▶ [What you should do] Rescale the data below, starting at the line that contains "Mark a point on each instance of the brown" and ending at the last line of the data. Reproduce every line in that span: keep each request line unchanged, and multiply each pixel coordinate in the answers by 2, rounding to whole numbers with halves rounded up. Output only those lines.

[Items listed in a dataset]
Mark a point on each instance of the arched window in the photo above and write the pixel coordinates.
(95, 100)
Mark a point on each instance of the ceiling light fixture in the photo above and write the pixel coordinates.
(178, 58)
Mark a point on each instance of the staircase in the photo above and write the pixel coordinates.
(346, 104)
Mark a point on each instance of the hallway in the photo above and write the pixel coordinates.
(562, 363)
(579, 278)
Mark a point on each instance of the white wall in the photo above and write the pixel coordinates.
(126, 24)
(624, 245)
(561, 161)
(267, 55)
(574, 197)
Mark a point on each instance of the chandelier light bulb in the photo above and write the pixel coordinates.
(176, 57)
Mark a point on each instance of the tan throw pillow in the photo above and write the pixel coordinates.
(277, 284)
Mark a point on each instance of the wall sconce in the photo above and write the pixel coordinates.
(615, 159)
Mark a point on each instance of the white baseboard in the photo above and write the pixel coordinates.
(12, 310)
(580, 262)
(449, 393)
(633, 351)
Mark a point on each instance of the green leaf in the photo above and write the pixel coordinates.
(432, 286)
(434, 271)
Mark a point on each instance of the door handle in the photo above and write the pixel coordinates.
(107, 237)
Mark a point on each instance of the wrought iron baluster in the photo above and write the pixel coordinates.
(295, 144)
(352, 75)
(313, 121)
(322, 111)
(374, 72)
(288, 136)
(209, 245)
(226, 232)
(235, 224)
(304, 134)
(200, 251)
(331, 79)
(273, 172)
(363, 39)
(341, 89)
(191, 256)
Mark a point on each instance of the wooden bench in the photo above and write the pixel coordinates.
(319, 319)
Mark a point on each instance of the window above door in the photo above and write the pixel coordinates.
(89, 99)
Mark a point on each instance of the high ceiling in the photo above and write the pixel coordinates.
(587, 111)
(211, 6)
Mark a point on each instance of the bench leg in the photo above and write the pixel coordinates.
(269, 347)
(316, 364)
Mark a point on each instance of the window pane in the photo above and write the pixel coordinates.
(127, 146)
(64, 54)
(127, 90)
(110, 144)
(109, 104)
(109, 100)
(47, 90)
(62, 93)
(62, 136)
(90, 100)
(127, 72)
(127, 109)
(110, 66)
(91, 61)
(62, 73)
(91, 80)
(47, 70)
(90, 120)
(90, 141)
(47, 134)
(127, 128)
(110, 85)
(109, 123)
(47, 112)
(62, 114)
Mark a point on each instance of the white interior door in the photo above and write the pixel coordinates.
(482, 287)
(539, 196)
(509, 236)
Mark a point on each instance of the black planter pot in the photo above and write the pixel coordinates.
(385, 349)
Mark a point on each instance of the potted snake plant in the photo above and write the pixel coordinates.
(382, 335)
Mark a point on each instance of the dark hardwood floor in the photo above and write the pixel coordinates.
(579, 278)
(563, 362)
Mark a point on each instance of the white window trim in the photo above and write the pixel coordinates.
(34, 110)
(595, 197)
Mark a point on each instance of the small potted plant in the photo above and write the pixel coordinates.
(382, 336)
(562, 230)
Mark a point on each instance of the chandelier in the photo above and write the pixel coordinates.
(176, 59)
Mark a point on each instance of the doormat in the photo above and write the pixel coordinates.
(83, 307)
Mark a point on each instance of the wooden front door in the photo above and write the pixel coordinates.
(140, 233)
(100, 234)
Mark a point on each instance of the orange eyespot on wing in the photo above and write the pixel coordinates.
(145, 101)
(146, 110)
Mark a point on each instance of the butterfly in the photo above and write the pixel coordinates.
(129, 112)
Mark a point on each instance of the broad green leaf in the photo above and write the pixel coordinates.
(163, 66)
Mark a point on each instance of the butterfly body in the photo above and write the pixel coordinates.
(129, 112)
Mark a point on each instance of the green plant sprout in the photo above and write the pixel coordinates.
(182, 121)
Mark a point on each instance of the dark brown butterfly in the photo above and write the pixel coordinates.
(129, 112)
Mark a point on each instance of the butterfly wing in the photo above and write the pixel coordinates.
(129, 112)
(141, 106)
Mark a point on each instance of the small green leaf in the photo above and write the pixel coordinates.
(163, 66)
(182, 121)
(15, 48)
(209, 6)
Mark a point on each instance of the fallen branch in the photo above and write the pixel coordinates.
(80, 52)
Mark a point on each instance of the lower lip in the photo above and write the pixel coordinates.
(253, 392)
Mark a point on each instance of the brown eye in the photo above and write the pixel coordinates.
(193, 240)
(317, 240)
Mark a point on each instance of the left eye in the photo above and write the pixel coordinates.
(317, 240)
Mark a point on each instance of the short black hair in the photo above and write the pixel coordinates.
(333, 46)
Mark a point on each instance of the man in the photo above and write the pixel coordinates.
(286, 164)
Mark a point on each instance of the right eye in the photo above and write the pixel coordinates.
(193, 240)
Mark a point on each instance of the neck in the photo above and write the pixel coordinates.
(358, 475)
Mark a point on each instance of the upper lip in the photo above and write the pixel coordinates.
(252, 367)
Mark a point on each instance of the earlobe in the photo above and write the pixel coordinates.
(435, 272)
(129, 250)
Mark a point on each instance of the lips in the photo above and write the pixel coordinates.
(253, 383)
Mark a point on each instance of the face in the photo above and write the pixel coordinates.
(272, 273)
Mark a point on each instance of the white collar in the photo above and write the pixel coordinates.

▶ [Result]
Mark a point on each instance of the brown eye in the photo above and write the pixel coordinates.
(386, 480)
(634, 480)
Mark a point on each instance of the left eye in the photo above and write the pixel coordinates.
(634, 480)
Mark a point on each instance of the short black hair in the photo above and write the pixel coordinates.
(666, 92)
Mark a point on each instance of the man in the photo above and write the pixel coordinates.
(572, 328)
Mark a point on each instance of the right eye in the photo above and write the pixel coordinates.
(386, 480)
Mark a point on each instance of the neck in the photo above and write the pixel coordinates.
(716, 950)
Mark a point on each instance of the upper lip in the photo above and write the pixel coordinates.
(504, 734)
Mark a point on each instance of the earlobe in the photo above and write the pixel coordinates.
(870, 544)
(258, 500)
Mark a point on each instance of the lips in the photo above and write the pixel coordinates.
(506, 766)
Mark a point on each instance of the face in the photo above and write the pixel coordinates.
(544, 546)
Mark a point on each instance of the white collar in the photo above and write the pixel coordinates.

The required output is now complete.